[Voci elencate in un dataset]

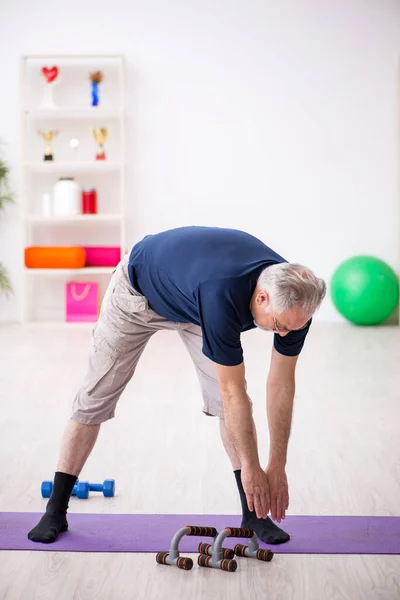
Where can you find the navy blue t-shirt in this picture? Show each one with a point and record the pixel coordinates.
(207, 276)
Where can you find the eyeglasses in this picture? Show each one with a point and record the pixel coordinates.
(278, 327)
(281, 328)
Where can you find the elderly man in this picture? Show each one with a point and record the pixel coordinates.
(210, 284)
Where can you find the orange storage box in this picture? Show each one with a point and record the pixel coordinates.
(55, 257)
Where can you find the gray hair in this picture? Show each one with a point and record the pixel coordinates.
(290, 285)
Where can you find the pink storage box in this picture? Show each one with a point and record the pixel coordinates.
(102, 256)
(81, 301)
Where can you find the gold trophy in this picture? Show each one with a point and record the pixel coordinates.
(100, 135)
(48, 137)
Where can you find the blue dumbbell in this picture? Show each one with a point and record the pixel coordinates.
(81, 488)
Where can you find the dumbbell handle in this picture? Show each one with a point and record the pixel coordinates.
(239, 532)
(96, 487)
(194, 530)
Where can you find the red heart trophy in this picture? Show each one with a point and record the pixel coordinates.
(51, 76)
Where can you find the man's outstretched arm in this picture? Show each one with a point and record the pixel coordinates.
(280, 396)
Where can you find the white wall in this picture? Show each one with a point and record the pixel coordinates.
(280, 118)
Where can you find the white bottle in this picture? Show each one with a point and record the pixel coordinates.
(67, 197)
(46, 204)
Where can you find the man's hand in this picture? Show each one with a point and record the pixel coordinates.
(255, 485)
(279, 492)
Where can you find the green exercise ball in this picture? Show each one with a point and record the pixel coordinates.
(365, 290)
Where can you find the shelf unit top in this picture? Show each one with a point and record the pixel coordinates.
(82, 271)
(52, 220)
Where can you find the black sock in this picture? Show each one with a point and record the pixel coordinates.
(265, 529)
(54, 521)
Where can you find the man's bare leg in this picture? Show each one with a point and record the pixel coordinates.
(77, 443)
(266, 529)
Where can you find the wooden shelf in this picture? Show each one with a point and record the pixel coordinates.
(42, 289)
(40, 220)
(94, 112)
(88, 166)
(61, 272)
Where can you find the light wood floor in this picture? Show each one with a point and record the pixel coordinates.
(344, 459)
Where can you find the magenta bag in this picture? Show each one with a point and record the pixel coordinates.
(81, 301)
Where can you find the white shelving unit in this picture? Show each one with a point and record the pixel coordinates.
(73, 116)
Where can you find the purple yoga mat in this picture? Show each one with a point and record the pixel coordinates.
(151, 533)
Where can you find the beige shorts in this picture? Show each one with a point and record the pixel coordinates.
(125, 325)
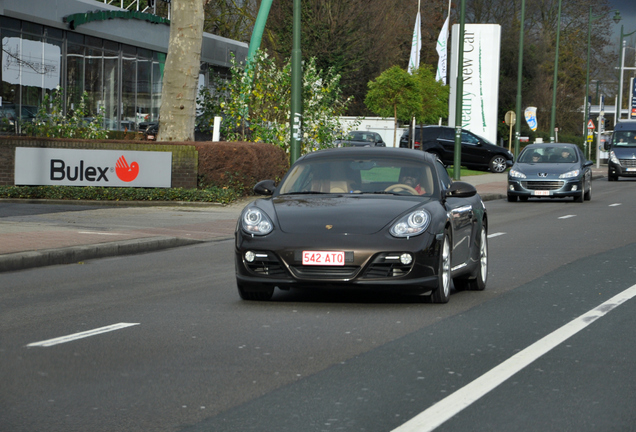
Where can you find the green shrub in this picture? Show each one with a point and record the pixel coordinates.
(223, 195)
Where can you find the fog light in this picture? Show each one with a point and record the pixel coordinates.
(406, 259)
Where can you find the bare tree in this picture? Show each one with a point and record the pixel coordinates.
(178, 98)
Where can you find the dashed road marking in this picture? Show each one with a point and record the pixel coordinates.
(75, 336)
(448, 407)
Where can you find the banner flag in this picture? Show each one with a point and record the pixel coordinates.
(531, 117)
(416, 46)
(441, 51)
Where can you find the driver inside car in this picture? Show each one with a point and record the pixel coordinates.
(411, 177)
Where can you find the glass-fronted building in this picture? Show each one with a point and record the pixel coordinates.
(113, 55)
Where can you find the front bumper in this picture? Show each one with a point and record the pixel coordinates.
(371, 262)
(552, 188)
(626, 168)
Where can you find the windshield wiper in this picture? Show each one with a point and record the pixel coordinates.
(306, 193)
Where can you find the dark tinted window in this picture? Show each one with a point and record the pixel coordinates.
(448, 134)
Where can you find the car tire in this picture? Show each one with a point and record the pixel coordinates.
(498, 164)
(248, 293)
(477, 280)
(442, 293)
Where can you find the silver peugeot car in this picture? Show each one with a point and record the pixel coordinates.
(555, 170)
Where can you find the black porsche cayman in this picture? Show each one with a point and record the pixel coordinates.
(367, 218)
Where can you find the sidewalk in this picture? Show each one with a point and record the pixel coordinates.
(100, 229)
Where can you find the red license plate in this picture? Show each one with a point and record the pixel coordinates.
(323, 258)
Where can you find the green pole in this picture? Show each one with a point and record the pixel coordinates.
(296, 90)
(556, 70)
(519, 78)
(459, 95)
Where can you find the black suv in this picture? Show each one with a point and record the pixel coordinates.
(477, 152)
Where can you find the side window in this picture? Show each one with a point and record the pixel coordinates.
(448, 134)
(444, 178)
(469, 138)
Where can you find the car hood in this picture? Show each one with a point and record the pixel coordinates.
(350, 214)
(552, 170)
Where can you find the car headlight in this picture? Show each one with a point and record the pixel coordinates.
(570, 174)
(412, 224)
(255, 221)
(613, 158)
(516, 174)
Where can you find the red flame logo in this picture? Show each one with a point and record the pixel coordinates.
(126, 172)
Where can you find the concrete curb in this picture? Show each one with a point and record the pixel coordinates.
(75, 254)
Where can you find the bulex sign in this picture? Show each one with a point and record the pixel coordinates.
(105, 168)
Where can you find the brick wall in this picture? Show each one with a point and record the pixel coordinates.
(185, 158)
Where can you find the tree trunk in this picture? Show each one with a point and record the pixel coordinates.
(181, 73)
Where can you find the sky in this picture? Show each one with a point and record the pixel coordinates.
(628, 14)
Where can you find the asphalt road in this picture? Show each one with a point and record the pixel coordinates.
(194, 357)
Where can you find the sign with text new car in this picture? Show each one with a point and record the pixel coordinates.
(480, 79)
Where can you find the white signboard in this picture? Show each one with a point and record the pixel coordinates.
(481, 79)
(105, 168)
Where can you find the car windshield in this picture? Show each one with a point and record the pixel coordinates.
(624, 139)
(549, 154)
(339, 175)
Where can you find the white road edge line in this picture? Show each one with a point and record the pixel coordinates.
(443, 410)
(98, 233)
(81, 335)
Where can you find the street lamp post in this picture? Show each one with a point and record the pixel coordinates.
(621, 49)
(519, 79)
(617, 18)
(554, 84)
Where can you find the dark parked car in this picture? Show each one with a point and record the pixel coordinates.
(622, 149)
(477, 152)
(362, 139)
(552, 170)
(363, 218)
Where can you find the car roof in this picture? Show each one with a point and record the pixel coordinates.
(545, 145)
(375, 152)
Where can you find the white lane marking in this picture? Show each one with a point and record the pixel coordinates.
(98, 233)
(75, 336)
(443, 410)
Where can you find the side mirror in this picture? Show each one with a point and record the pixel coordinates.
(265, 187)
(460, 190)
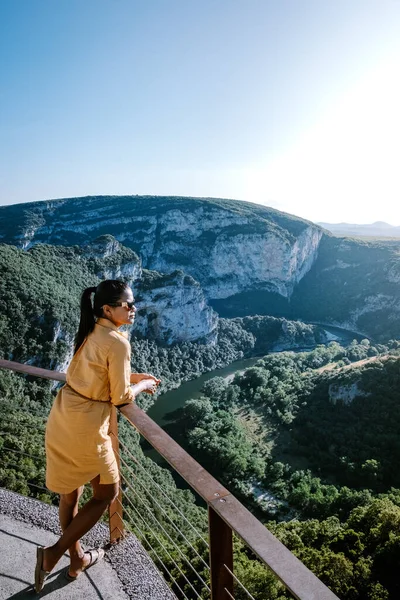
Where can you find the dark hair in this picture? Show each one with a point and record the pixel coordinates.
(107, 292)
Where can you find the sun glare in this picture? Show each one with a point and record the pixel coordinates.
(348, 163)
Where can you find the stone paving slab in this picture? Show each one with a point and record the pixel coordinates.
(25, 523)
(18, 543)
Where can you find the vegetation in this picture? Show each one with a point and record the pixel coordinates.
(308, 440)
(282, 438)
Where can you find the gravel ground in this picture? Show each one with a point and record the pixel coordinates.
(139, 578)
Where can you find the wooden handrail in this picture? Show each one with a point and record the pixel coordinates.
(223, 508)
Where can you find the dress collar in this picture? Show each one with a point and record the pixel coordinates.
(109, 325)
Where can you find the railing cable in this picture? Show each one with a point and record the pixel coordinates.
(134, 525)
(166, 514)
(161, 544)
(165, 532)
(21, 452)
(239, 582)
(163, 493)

--

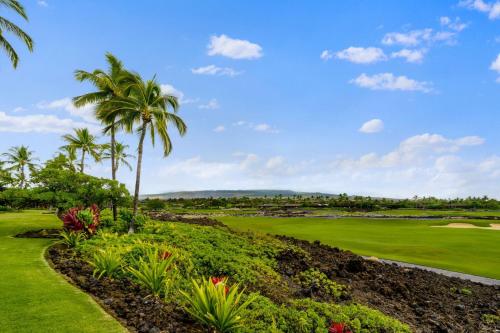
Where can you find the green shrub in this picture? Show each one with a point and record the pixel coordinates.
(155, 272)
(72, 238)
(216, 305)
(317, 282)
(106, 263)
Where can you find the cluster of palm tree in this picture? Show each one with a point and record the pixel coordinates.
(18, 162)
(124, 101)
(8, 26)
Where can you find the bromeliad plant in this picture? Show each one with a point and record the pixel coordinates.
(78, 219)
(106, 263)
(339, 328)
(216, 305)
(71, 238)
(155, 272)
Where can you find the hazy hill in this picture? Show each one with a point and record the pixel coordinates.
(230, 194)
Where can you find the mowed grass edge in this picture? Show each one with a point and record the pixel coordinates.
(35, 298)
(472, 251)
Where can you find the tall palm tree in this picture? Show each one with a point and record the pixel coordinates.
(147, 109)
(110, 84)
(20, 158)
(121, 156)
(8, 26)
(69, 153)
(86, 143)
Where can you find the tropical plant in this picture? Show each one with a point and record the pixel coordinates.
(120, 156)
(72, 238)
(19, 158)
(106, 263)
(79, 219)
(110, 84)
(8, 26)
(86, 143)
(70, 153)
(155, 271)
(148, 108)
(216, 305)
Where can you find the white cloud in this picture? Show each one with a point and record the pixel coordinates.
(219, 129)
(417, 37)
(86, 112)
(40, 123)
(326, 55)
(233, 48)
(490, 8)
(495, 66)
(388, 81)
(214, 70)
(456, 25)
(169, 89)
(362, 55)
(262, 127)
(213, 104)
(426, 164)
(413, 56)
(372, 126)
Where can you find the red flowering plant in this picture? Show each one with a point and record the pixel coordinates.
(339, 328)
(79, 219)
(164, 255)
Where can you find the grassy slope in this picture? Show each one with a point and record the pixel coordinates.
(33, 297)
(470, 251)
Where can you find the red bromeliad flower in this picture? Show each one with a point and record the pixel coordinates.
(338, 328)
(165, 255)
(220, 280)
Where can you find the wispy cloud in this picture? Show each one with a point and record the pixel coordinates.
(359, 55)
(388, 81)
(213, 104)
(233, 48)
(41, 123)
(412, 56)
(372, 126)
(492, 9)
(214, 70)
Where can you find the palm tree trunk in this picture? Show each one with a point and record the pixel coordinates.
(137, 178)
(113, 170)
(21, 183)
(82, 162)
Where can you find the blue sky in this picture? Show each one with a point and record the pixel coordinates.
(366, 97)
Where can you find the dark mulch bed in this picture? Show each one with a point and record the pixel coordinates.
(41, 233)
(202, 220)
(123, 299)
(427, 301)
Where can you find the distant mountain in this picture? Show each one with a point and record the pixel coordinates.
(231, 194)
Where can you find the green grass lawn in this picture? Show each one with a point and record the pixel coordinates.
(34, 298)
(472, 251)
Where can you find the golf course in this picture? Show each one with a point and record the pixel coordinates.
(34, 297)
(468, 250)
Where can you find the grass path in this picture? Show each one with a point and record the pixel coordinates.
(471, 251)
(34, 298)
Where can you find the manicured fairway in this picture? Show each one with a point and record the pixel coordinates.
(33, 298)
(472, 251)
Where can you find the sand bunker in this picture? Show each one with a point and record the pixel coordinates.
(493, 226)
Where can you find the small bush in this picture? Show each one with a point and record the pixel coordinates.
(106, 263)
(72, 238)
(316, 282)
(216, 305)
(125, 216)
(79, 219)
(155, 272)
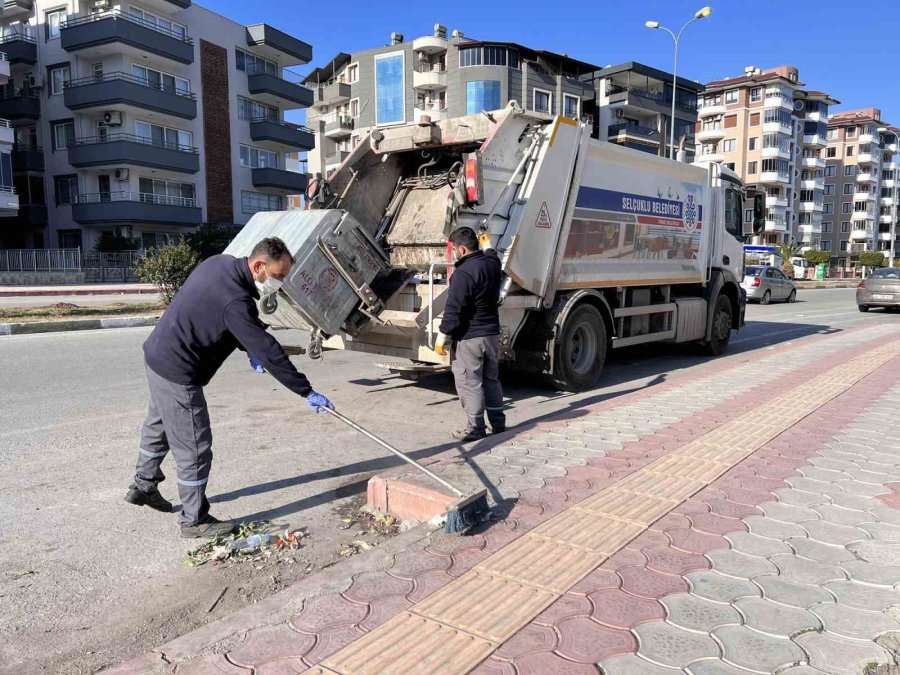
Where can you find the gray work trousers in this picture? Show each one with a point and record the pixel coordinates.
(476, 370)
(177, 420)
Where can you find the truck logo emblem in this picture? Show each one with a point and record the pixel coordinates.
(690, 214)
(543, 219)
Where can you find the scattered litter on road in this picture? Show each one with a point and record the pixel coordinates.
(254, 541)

==

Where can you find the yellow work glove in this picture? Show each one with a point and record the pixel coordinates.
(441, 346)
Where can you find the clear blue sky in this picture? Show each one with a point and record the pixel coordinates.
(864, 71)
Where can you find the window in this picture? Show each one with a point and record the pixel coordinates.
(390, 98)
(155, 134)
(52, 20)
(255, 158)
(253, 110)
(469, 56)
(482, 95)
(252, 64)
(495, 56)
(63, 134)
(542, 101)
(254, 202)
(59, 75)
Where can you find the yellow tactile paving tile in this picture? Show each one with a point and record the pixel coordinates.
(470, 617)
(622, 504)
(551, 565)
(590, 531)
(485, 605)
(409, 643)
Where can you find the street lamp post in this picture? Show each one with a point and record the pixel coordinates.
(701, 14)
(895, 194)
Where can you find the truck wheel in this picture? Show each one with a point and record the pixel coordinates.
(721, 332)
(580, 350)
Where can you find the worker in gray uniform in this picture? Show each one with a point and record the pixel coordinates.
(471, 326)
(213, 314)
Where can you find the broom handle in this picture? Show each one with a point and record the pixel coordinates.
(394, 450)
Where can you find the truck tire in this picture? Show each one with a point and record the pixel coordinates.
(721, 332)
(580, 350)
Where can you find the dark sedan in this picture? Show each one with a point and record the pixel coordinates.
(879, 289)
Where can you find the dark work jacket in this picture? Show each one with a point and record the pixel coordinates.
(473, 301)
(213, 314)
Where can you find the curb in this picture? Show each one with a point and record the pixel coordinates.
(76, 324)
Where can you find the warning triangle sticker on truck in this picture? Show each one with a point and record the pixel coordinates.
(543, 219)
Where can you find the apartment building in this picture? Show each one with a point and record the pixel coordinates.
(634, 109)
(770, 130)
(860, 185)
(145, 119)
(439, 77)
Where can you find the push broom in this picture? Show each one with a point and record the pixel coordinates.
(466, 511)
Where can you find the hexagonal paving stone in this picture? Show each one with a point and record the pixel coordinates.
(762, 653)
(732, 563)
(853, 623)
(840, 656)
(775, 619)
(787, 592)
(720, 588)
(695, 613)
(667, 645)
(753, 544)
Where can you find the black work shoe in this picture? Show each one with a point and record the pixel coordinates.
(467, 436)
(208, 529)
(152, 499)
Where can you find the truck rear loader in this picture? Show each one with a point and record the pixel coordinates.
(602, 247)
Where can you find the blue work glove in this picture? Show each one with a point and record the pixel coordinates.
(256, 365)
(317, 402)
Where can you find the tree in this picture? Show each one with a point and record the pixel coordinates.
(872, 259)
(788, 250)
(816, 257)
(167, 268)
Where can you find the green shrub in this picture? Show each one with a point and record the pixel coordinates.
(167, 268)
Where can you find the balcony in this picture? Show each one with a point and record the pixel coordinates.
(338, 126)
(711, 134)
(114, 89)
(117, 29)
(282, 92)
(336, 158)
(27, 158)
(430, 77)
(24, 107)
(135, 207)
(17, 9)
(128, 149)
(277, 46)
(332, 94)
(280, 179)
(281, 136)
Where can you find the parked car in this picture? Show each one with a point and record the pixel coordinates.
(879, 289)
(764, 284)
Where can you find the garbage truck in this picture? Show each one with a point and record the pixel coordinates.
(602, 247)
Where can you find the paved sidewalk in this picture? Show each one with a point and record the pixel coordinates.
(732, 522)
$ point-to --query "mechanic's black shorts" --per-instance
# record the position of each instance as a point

Requisiti del problema: Individua nel materiale tutte le righe che contengono la stringa "sidewalk" e ricopiale.

Soluzione:
Where can you find the sidewalk in this picture? Show each one with a point and record the pixel coordinates.
Where can you find the paved sidewalk in this picture? Show each one with a point and record the pixel coordinates.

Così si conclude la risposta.